**RAW DATA:**
....

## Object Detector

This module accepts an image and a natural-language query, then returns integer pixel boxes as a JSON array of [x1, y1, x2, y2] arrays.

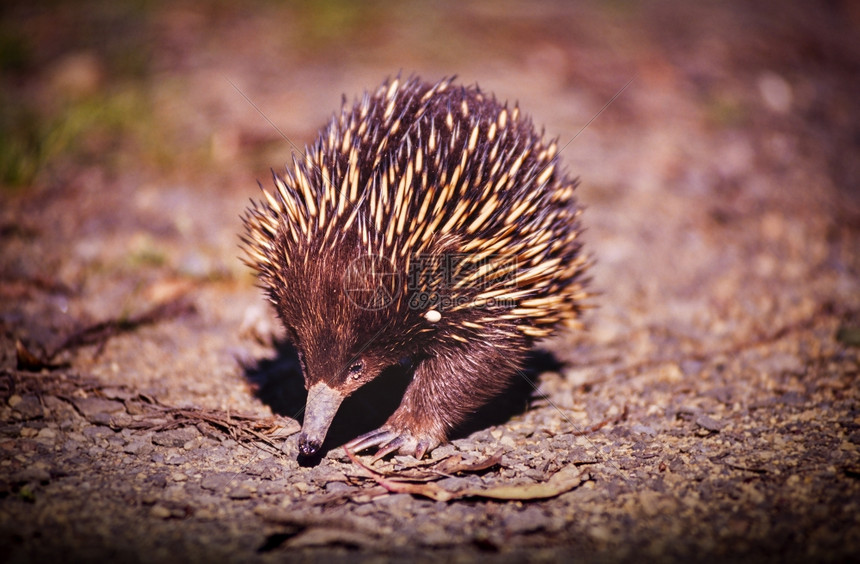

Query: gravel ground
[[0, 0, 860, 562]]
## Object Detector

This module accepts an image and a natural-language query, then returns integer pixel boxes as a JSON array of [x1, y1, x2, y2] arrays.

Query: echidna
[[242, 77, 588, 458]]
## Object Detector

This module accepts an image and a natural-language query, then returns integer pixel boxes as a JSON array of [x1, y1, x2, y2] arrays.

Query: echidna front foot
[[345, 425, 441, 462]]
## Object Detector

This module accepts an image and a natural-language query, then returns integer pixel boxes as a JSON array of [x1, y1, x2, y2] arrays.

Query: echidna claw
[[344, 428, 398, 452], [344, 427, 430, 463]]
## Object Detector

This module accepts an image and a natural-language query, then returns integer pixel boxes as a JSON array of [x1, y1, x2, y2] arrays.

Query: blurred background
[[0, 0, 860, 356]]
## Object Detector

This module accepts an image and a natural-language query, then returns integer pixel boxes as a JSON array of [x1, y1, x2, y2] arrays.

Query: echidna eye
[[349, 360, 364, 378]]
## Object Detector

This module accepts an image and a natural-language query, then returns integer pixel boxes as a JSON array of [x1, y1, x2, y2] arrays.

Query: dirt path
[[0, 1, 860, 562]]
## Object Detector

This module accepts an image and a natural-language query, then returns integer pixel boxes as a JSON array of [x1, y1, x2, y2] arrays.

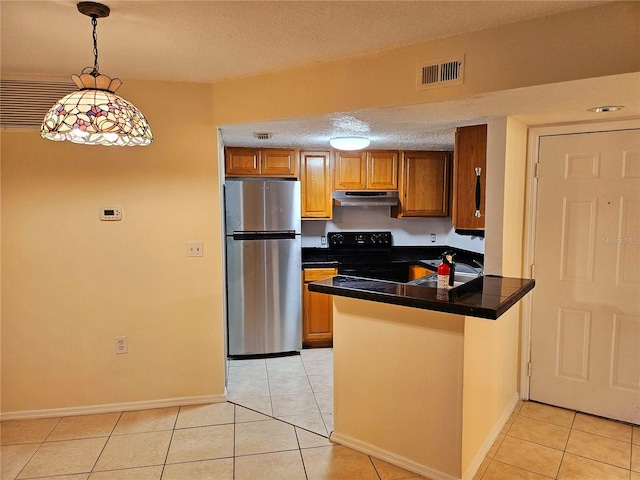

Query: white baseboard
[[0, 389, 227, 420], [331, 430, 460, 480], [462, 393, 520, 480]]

....

**PROMPT:** Please write out the listing above word for word, leaving out the pictures.

**SOLUTION FOR THIS EXERCISE:**
## Object Detector

This module accepts an image and a natural-language query, then returns integer pixel boxes as a JSON array of [x1, y1, x2, y2] arrays.


Query: gravel ground
[[0, 0, 860, 562]]
## Object Detector

This module accepts an image and a natural-language query, then returns integer pixel boxes as a JSON array of [x1, y1, x2, y2] arrays.

Query: echidna
[[242, 77, 588, 458]]
## Object Detector

This module accepts an image and a natural-language query, then returns integer pixel boxes as a JSON array of [x1, y1, x2, y2] arrays.

Query: echidna front foot
[[345, 425, 441, 462]]
## Object Detector

This module accepts an image and a natural-language query, then returns integer pixel boxes as a JSON array of [x1, y1, x2, y2] arrays.

Query: echidna claw
[[344, 428, 398, 452], [344, 427, 430, 463]]
## Object Detector

This module accepts an image and a natural-language query, then returns integer pixel boxes as a JSON array of [x1, y1, x2, y2] arrays.

Query: blurred background
[[0, 0, 860, 356]]
## Object Detector

This module accepts an image and a natural-language query, then returns integer pixel boxes as a JSON array of [x1, y1, x2, y2] arrays.

Query: echidna eye
[[349, 360, 364, 378]]
## Object Detector

This module accepts an image and a natural-language query, then returns integer pixel boxes as a JSON array of [x1, y1, x2, y2] arrays.

Query: dirt path
[[0, 1, 860, 562]]
## Object Detector

This module accepts an image and a natural-language query, then returns integer pixel boxes as a JSON array of [x1, y1, x2, y2] arrays.


Query: white baseboard
[[0, 389, 227, 420], [331, 430, 460, 480], [462, 393, 520, 480]]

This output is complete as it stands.